───── Entries provided ─────
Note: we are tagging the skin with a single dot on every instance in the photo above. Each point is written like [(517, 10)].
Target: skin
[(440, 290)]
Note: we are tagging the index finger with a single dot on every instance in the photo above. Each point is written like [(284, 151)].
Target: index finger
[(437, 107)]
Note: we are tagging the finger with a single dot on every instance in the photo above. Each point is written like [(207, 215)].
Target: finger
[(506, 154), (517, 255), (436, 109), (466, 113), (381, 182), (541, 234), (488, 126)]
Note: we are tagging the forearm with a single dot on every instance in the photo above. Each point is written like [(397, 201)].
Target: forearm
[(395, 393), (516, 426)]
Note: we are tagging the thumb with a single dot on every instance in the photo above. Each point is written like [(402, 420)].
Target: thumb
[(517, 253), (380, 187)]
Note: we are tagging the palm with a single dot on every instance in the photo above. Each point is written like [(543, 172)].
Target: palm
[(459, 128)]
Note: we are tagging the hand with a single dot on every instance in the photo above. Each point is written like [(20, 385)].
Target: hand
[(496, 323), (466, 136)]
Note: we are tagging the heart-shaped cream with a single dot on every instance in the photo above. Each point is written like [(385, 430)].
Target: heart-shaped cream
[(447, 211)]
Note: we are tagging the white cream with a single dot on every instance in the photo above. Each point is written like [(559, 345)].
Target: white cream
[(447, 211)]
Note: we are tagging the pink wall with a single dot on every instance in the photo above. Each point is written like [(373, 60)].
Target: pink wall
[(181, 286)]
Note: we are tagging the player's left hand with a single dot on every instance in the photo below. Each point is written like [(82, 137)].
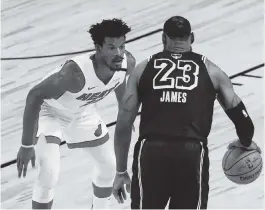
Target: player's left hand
[(133, 128), (237, 143), (118, 186)]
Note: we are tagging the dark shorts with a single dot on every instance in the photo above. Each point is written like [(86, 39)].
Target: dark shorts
[(170, 169)]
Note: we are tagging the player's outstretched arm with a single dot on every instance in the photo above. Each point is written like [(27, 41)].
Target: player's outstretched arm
[(51, 88), (128, 110), (127, 113), (119, 91), (232, 104)]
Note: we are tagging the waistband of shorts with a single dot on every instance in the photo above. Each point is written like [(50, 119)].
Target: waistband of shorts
[(168, 138)]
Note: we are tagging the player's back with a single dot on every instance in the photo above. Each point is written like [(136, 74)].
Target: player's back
[(177, 96)]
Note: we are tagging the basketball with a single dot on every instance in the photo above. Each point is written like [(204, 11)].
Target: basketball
[(242, 166)]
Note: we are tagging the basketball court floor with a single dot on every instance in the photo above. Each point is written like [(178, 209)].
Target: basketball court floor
[(228, 32)]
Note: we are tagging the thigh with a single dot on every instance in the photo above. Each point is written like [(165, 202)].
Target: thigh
[(190, 189), (150, 181)]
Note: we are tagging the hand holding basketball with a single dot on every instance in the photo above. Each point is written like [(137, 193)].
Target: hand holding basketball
[(238, 144)]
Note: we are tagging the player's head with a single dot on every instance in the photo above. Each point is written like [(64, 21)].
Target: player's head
[(177, 32), (109, 39)]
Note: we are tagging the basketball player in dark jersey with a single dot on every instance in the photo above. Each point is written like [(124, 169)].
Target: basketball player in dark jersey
[(177, 89)]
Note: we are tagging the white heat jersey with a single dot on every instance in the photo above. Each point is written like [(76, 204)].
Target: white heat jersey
[(76, 113)]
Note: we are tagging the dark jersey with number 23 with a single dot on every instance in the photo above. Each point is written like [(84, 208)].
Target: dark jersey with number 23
[(177, 96)]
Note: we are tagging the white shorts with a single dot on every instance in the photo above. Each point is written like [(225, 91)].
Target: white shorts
[(71, 127)]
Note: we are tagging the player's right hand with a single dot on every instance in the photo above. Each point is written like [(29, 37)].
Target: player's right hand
[(237, 143), (23, 157), (118, 186)]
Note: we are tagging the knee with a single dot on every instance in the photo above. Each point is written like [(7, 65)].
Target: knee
[(104, 174), (48, 172)]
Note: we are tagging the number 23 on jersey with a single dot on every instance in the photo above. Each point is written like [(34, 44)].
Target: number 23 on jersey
[(187, 80)]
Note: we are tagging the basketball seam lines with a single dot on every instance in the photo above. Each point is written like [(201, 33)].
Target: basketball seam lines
[(238, 160), (246, 172)]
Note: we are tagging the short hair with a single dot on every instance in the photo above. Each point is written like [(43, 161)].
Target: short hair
[(108, 28), (177, 27)]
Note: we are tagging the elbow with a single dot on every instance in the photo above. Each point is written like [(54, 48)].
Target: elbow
[(34, 99)]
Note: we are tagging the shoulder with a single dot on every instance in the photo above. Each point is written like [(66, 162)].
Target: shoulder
[(70, 69)]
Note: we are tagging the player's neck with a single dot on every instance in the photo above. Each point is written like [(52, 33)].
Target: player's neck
[(100, 66), (178, 48)]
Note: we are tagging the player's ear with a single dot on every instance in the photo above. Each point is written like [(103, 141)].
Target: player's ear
[(97, 47), (192, 38)]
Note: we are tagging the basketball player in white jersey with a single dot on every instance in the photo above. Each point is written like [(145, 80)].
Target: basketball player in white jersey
[(63, 107)]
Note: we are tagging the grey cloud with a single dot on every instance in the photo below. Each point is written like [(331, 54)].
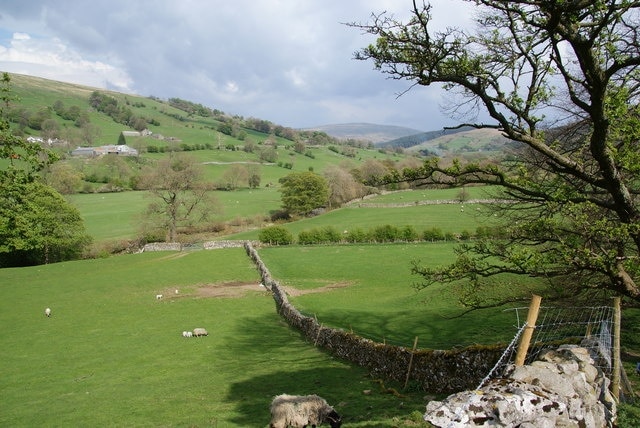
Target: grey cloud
[(286, 61)]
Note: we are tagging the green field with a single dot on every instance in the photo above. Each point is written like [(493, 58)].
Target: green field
[(113, 355), (110, 216)]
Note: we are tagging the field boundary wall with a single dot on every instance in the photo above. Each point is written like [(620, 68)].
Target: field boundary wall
[(440, 371)]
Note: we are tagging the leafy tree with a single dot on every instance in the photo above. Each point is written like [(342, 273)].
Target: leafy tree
[(342, 186), (182, 198), (302, 192), (254, 176), (36, 224), (561, 79), (235, 176)]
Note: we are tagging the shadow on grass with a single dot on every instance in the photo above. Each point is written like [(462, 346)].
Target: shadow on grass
[(292, 365)]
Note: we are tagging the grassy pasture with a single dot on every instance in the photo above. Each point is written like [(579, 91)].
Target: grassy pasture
[(447, 217), (373, 294), (113, 355), (114, 215)]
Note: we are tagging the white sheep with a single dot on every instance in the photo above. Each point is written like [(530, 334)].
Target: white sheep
[(200, 332), (299, 411)]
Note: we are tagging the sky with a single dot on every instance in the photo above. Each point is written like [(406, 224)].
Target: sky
[(290, 62)]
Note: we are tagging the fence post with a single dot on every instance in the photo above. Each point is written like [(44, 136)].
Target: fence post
[(617, 318), (532, 317), (415, 346)]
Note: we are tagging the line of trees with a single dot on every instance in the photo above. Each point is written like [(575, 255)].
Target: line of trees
[(279, 235)]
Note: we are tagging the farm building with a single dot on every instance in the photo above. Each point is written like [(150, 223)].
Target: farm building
[(122, 150)]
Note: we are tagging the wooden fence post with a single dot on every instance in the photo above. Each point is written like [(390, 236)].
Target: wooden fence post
[(615, 381), (415, 346), (532, 317)]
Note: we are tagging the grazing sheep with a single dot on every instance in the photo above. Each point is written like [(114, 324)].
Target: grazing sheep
[(299, 411)]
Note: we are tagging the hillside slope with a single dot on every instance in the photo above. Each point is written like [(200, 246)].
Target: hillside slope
[(376, 134)]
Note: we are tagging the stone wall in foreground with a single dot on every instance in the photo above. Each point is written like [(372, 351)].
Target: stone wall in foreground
[(562, 389)]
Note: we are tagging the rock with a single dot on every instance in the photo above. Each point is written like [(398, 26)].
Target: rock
[(563, 389)]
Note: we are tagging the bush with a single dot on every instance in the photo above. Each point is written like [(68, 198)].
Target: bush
[(324, 235), (408, 233), (386, 233), (275, 235), (433, 234), (357, 235)]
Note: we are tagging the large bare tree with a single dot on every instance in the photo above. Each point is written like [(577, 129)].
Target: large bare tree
[(182, 197), (561, 79)]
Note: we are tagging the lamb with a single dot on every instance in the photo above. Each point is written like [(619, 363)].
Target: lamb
[(299, 411)]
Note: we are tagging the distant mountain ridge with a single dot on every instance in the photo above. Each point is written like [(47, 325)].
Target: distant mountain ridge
[(377, 134)]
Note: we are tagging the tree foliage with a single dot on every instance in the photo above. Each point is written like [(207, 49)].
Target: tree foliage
[(302, 192), (560, 78), (37, 226)]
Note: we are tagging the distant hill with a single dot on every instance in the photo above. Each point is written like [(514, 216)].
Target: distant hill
[(377, 134), (465, 141), (423, 137)]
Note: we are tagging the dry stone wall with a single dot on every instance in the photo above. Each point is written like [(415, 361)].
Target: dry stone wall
[(432, 370), (562, 389)]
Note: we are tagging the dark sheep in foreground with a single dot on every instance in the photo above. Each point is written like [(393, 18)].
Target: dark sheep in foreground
[(300, 411)]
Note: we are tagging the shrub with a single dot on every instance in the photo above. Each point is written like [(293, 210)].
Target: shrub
[(275, 235), (408, 233), (433, 234), (386, 233), (357, 235)]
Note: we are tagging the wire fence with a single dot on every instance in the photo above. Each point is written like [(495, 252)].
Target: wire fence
[(589, 327)]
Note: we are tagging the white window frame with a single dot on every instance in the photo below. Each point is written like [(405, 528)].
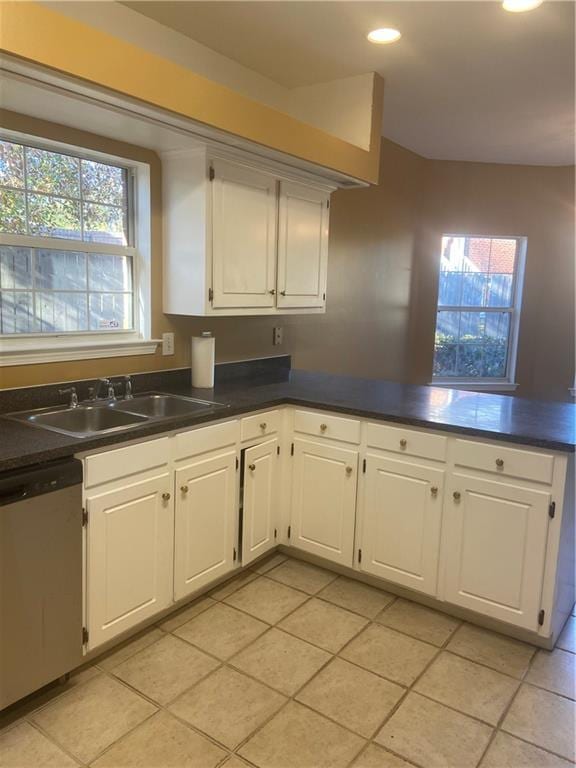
─────
*The problem*:
Copy out word for word the part of the items that begins with the line containing "Note: we are tagging the fence" and ends with the line containing "[(377, 134)]", both of those lines included.

*Exercise result*:
Note: we are tagging the fence post with a single dot on every instance in the photo above. Each point is written like [(44, 136)].
Target: fence post
[(617, 318), (532, 317), (415, 346)]
Note: we are tagging the line of trees with a single dot on every instance in the photo above. Each point is written like [(575, 255)].
Target: line of trees
[(279, 235)]
Note: we are tagging the farm building with a single dot on every instance in the photo above. Each point is written like [(150, 223)].
Target: farm building
[(122, 150)]
Note: we are tagging the wooden fence post with a single dot on every instance in the photo above. Each point is written like [(390, 236)].
Target: wooden fence post
[(615, 381), (415, 346), (532, 317)]
Note: we are tagging the grazing sheep with a single dot on every instance in the photo above. Each point is written like [(114, 324)].
Target: grazing sheep
[(299, 411)]
Note: we are tagging the hillside slope with a single dot on every instance in the photo above. Each point is written like [(200, 246)].
Target: hillside slope
[(376, 134)]
Note: we are tagging the stone wall in foreground with a single dot on every instance in the photo above. Each point is written like [(372, 351)].
Target: stone wall in foreground
[(562, 389)]
Note: we are tagging the rock with a single dot on every instance in the photo above. Each point is written like [(398, 26)].
Target: rock
[(563, 389)]
Note: we are tagging the bush with a single dot on every instance in the photo above. Each point is written like [(68, 198)].
Target: bush
[(324, 235), (408, 233), (386, 233), (275, 235), (433, 234), (357, 235)]
Note: we are tagging the large bare tree with a single dot on every instance in the photo above. Each point is written like [(577, 129)].
Target: large bare tree
[(182, 197), (561, 79)]
Note: we are tagging the lamb with a single dot on every instance in the photo above. Each point is written like [(619, 363)].
Target: lamb
[(299, 411)]
Note: we are tagging the distant mountain ridge with a single dot on every instance in the photo above. Each point is written like [(47, 325)].
Target: distant mountain ridge
[(377, 134)]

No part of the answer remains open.